(Image point grounding data)
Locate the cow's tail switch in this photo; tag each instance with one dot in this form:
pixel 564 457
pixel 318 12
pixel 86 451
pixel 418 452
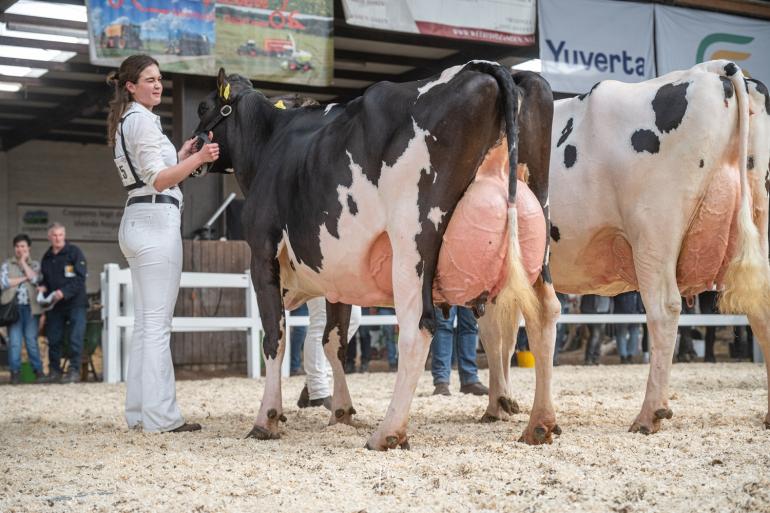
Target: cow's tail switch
pixel 517 295
pixel 747 279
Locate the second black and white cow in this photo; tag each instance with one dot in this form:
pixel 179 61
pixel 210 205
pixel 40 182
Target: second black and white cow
pixel 352 201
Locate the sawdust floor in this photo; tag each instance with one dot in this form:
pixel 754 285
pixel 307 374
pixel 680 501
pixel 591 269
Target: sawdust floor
pixel 66 448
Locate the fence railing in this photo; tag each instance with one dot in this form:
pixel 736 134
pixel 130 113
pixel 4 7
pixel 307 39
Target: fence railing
pixel 118 319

*What is needed*
Starting at the line where "pixel 318 12" appears, restate every line through the end of the records above exactly, but omit the pictures.

*Answer to the exercise*
pixel 318 12
pixel 86 451
pixel 418 452
Target: cow's tail switch
pixel 517 295
pixel 747 279
Locate the second black and white cow in this photo; tag each instance with one dot in this form:
pixel 179 61
pixel 210 205
pixel 40 182
Target: second black and white cow
pixel 352 201
Locate the sawdust floor in this photo; tag each instance with one dot in this form:
pixel 754 285
pixel 307 374
pixel 680 501
pixel 591 269
Target: sawdust floor
pixel 66 448
Locate the fence railing in this photo; tag each instance with one dot in this form:
pixel 736 134
pixel 130 113
pixel 4 7
pixel 307 39
Target: fence railing
pixel 118 319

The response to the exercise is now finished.